Material for the task:
--------
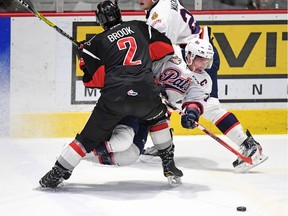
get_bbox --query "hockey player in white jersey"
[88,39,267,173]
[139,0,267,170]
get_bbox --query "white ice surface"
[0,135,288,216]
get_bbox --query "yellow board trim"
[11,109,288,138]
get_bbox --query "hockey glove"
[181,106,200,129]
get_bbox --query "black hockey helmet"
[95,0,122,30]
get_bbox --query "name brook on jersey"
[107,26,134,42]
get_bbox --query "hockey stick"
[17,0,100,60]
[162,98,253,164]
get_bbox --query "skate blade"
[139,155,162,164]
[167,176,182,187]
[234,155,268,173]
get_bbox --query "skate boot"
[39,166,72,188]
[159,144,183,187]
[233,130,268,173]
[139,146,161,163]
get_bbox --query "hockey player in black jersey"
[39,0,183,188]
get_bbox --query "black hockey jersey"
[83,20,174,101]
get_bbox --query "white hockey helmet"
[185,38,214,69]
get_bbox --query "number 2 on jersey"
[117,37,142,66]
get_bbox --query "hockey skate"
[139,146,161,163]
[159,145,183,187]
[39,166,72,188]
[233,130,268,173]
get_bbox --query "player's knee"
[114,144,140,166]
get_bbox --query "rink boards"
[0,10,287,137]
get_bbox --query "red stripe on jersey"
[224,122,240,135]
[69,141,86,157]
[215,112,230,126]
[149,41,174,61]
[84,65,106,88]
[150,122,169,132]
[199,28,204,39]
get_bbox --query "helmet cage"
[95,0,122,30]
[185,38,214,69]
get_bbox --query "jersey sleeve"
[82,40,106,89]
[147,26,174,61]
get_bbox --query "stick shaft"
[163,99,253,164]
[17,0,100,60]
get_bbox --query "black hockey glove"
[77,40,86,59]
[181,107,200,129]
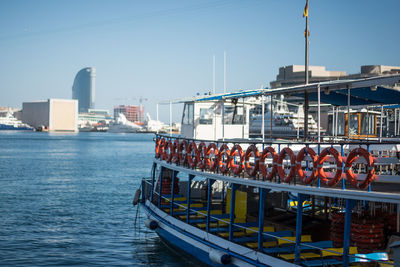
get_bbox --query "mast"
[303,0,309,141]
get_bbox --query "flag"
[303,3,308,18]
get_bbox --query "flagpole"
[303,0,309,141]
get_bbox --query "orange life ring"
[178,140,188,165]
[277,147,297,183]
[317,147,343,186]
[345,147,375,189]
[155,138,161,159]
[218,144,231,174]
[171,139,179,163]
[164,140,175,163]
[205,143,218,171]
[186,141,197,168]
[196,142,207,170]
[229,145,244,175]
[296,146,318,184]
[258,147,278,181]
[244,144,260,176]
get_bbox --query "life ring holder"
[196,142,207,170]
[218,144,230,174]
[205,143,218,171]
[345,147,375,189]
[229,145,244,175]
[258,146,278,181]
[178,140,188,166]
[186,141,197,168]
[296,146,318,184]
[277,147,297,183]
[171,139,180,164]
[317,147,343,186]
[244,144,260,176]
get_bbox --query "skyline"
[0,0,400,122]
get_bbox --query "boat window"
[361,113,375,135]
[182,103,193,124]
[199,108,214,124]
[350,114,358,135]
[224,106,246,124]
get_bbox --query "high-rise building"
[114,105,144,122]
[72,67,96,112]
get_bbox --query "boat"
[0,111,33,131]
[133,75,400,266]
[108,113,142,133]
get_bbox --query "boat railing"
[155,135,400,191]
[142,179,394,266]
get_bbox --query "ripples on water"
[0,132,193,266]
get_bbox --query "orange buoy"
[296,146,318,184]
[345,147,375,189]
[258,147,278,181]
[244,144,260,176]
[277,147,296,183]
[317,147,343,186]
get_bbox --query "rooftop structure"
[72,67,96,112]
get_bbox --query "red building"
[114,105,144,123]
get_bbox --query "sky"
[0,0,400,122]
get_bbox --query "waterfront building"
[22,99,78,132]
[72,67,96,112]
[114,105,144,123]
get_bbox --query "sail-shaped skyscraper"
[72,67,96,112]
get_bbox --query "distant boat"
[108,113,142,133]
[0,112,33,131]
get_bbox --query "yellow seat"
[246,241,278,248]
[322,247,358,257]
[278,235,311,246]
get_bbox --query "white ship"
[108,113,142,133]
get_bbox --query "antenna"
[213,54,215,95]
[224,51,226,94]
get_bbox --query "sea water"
--------
Directions: Find every line in the records that contains the word "black", and copy each of those lines. Match capital and lowercase letters exactly.

Output for this exercise:
get_bbox --query "black hockey helmet"
get_bbox --query "hockey player in black jersey"
get_bbox --query "black hockey jersey"
get_bbox --query "black hockey glove"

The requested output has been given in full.